• Excerto do texto
═══

A Ré insurge-se contra esta decisão, alegando, em substância, no quadro conclusivo do recurso que interpôs, (i) a inexistência da violação do direito de defesa do autor, em sede de procedimento disciplinar, (ii) a impossibilidade de imputar à ré a omissão na realização da diligência probatória e, bem assim, (iii) a irrelevância da diligência probatória requerida pelo Autor para a sua defesa.

2.1. Ora, ao empregador, porque detém o poder disciplinar sobre os seus trabalhadores (artigo 26.º, n.º 1, da LCT), é lícita a aplicação de sanção disciplinar, conquanto a mesma, além de fundamentada em factos geradores de responsabilidade disciplinar, decorra da instauração do competente procedimento disciplinar.

O procedimento disciplinar encetado em ordem à aplicação da sanção de despedimento destina-se a averiguar a existência de justa causa e a permitir que o trabalhador se defenda dos factos que, sendo integradores de infracção de natureza disciplinar, lhe são imputados. Funciona, assim, como requisito essencial da validade e licitude do acto extintivo: se faltar o competente processo ou caso ele seja nulo, o despedimento é ilícito (artigo 12.º, n.º 1, alínea a), e n.º 3, da LCCT).

Como é sabido, o processo disciplinar comporta várias fases: a da instrução inicial e acusação, a da defesa e instrução do processo e a da apreciação e decisão.

Considerando o âmbito do recurso em apreço, há que atentar na segunda das enunciadas fases: recebida a nota de culpa, o trabalhador, nos termos do n.º 4 do artigo 10.º da LCCT, «dispõe de cinco dias úteis para consultar o processo e responder à nota de culpa, deduzindo por escrito os elementos que considere relevantes para o esclarecimento dos factos e da participação dos mesmos, podendo juntar documentos e solicitar as diligências probatórias que se mostrem pertinentes para o esclarecimento da verdade».

═══

• Dados fornecidos
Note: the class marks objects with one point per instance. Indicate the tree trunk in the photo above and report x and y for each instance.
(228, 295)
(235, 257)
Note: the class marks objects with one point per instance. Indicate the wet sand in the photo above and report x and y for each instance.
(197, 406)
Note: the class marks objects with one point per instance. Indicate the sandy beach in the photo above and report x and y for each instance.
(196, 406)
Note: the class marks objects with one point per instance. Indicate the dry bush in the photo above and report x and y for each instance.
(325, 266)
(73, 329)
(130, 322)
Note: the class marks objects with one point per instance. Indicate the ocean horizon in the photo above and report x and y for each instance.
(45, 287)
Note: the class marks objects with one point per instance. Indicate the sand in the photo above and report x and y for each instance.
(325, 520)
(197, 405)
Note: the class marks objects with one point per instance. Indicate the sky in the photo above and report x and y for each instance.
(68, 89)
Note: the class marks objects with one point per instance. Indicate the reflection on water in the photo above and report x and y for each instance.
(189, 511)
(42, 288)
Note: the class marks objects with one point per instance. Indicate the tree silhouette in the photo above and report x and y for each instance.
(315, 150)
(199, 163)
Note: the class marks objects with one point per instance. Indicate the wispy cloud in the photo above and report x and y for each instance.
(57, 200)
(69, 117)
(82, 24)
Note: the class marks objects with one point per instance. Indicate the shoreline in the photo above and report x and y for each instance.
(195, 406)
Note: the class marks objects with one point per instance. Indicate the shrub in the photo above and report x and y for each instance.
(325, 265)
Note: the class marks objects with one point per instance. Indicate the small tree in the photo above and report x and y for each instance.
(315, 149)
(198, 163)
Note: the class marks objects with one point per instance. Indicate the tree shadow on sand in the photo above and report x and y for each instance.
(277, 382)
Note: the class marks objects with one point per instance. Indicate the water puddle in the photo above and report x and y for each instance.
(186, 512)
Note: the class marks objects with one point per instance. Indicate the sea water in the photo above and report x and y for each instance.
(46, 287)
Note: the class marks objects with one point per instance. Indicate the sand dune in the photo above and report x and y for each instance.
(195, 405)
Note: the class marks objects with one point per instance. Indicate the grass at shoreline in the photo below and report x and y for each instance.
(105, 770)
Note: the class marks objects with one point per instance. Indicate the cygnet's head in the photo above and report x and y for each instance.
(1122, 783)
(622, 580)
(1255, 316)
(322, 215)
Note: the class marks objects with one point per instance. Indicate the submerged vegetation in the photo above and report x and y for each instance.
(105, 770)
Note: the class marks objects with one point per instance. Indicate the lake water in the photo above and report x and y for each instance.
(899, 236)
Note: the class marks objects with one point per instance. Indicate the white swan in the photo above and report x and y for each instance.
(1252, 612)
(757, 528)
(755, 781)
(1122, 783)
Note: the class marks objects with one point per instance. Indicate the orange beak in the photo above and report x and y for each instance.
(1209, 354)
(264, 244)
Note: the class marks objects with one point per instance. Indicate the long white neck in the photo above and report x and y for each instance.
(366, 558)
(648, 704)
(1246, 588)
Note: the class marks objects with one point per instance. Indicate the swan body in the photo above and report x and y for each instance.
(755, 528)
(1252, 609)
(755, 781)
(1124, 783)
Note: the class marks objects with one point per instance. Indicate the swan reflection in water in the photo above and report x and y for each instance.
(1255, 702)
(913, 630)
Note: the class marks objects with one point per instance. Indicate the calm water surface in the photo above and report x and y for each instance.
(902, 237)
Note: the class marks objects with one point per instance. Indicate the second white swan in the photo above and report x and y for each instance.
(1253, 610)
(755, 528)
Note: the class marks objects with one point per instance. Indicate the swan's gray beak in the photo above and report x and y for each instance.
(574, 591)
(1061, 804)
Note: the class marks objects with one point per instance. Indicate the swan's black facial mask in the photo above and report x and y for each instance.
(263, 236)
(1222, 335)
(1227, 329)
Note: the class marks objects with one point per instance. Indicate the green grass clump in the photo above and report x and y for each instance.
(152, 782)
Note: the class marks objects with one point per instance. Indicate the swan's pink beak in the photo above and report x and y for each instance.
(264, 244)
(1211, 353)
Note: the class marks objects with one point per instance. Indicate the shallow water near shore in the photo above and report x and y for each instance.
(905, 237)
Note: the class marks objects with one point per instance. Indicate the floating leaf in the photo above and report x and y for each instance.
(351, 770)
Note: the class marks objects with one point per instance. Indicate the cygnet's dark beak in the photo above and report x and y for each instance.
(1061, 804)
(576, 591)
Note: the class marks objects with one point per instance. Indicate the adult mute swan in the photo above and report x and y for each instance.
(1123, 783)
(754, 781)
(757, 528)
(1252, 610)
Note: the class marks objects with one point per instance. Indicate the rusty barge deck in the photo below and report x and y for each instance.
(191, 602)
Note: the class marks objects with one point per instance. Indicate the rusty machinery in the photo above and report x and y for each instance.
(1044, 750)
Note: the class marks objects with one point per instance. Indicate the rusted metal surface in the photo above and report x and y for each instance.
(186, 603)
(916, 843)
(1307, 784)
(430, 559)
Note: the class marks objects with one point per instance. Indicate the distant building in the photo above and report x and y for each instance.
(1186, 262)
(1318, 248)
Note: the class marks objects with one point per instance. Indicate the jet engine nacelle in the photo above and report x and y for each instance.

═══

• Exercício escrito 1
Responda, com base no excerto sobre o procedimento disciplinar:
(a) Que artigo da LCT é indicado como fonte do poder disciplinar do empregador?
(b) Quais são as fases do processo disciplinar?
(c) De quantos dias úteis dispõe o trabalhador para consultar o processo e responder à nota de culpa?
• Exercício escrito 2
Transcreva do excerto sobre o procedimento disciplinar o trecho que começa em "A Ré insurge-se" e vai até "a sua defesa.".

• Resultado correto 1
(a) O artigo 26.º, n.º 1, da LCT.
(b) A da instrução inicial e acusação, a da defesa e instrução do processo e a da apreciação e decisão.
(c) De cinco dias úteis.

• Resultado correto 2
A Ré insurge-se contra esta decisão, alegando, em substância, no quadro conclusivo do recurso que interpôs, (i) a inexistência da violação do direito de defesa do autor, em sede de procedimento disciplinar, (ii) a impossibilidade de imputar à ré a omissão na realização da diligência probatória e, bem assim, (iii) a irrelevância da diligência probatória requerida pelo Autor para a sua defesa.